■ Work item
Write what comes next in the piece on the end of oil, starting right after its last sentence.

■ Passage for review
Envisioning The End of Oil

Inexorably wrapped up with the story of climate change is the story of fossil fuels and the demise of the master fuel, oil. How, when, and to what extent we will abandon fossil fuels is the most important driver of the most important question we face today: Can we limit global warming to a survivable level?

Updated Carbon Budgets Could Reset Our Global Warming Expectations

This post asks the question “How late is too late to quit fossil fuels?” One way to answer that question is to look at the projected temperature thresholds at which various catastrophic climate tipping points might occur. Based on a 2022 report on tipping point probabilities and temperature thresholds, transformation of the Amazon rain forest was seen as the earliest and most consequential impending tipping point, estimated to tip at 3.5°C above preindustrial (likelihood range, 2–6°C), within a timescale of 100 years, both estimates made with “medium” confidence. So by this measure, 3–3.5°C might be considered an outside estimate of how much heat the world’s current ecosystems could tolerate.

■ Dataset excerpts
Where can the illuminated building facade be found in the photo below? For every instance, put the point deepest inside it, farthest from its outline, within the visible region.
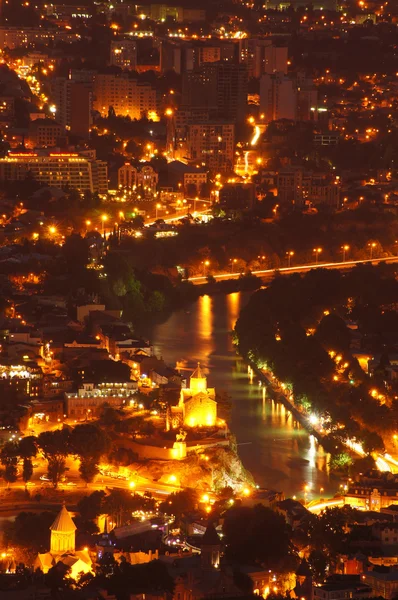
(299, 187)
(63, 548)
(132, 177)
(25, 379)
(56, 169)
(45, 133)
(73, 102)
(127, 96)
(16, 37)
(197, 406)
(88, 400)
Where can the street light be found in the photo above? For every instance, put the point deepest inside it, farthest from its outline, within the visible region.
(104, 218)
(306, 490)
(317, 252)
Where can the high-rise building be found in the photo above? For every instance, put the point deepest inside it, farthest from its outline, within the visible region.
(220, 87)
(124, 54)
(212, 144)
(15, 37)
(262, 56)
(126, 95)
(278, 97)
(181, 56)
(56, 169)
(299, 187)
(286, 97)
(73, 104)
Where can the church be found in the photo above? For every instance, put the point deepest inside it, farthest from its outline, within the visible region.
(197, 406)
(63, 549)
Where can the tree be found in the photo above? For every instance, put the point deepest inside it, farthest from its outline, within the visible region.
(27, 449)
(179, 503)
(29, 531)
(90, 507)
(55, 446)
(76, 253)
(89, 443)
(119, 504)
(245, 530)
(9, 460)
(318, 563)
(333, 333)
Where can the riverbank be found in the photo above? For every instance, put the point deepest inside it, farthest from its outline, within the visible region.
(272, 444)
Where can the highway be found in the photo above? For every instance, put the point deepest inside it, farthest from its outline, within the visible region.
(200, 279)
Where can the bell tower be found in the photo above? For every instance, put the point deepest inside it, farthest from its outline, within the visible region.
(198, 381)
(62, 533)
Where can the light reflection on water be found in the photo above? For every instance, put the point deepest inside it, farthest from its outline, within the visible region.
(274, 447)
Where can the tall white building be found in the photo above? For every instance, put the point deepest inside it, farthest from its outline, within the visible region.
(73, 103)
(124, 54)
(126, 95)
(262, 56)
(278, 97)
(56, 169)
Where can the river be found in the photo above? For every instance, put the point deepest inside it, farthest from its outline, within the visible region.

* * *

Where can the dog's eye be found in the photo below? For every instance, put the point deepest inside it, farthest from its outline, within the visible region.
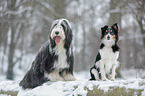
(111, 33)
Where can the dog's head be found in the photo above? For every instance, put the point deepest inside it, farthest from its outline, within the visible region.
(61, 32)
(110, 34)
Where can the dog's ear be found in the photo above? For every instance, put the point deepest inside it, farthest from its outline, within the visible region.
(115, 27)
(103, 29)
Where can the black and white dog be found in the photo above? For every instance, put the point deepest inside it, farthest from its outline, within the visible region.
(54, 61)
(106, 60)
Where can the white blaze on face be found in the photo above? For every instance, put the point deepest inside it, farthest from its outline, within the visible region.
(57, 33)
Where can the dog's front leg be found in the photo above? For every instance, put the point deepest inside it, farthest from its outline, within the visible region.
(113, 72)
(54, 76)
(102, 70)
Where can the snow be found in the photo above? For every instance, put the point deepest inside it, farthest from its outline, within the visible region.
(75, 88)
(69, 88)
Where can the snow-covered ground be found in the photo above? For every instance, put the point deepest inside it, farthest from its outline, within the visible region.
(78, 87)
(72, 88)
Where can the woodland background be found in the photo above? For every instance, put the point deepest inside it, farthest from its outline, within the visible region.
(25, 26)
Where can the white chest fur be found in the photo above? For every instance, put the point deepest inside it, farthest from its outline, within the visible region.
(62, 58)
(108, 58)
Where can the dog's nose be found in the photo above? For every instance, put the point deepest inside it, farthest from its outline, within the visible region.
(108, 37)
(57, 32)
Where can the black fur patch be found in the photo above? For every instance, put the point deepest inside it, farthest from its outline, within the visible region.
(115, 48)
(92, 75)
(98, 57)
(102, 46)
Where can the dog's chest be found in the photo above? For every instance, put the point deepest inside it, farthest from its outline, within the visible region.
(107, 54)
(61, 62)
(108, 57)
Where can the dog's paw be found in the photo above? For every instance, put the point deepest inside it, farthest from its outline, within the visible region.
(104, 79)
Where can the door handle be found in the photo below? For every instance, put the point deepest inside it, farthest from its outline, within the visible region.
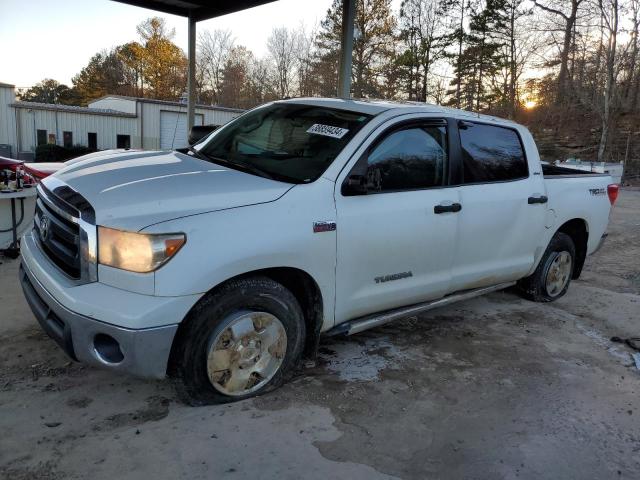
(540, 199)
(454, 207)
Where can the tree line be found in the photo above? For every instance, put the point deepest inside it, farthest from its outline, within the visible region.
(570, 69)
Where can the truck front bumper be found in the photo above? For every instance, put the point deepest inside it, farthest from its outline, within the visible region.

...

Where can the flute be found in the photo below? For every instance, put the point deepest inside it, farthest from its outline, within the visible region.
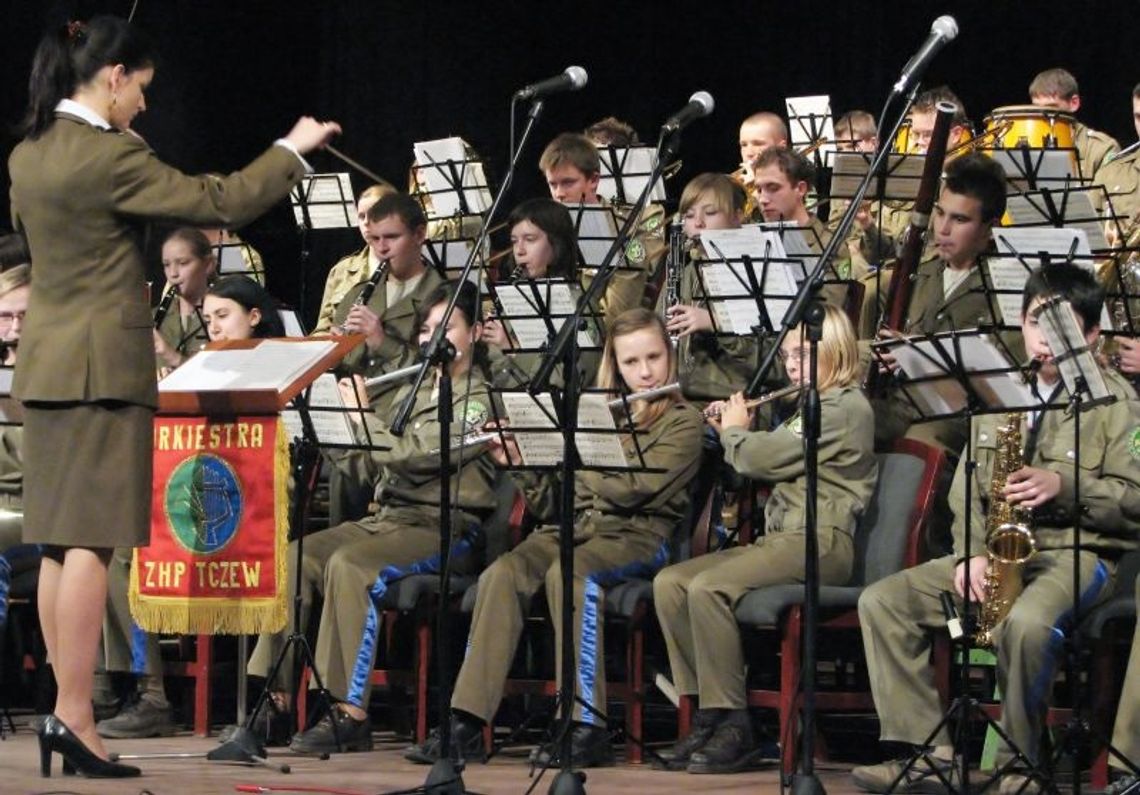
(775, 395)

■ Answer below
A second way to answer the question is to ask “How much carbon are we burning, and how much more can we burn before we raise the planet’s average temp to 3°C above preindustrial levels?” That’s a question scientists have been asking incessantly over at the IPCC. To answer it, they have calculated a measure called remaining carbon budget, defined as the maximum amount of CO2 we can continue to pump into the atmosphere if we want to avoid various peak temperatures with various probabilities. For example, in a November 2022 update, IPCC scientists determined that humanity has a 50% chance of limiting warming to 2.0°C as long as we do not exceed a remaining carbon budget of 1,250 GtCO2 (gigatons of CO2). To increase that likelihood to 83%, the carbon budget would have to be limited to 700 GtCO2. And so on for different temperature thresholds and different probabilities.

The rest of the post asks an obvious but very hard-to-answer question: How many gigatons of CO2 are trapped in all the fossil fuels still in the ground and potentially available to be extracted, processed into fuels, and burned? There is a lot of uncertainly about this question because oil companies and petrostates tend to overestimate (aka lie about) their reserves, but several recent estimates tend to hover around the same general levels. According to a 2021 study by Welsby et al., for example, burning all our remaining oil, natural gas, and coal would emit approximately 3,150 GtCO2 into the atmosphere, about 610 GtCO2 from oil, 310 GtCO2 from gas, and a whopping 2,250 GtCO2 from coal. For context, between 1750 and 2021, humanity released about 2,455 (±275) GtCO2 into the atmosphere (source, p. 4834; note: 1 GtC = 3.67 GtCO2).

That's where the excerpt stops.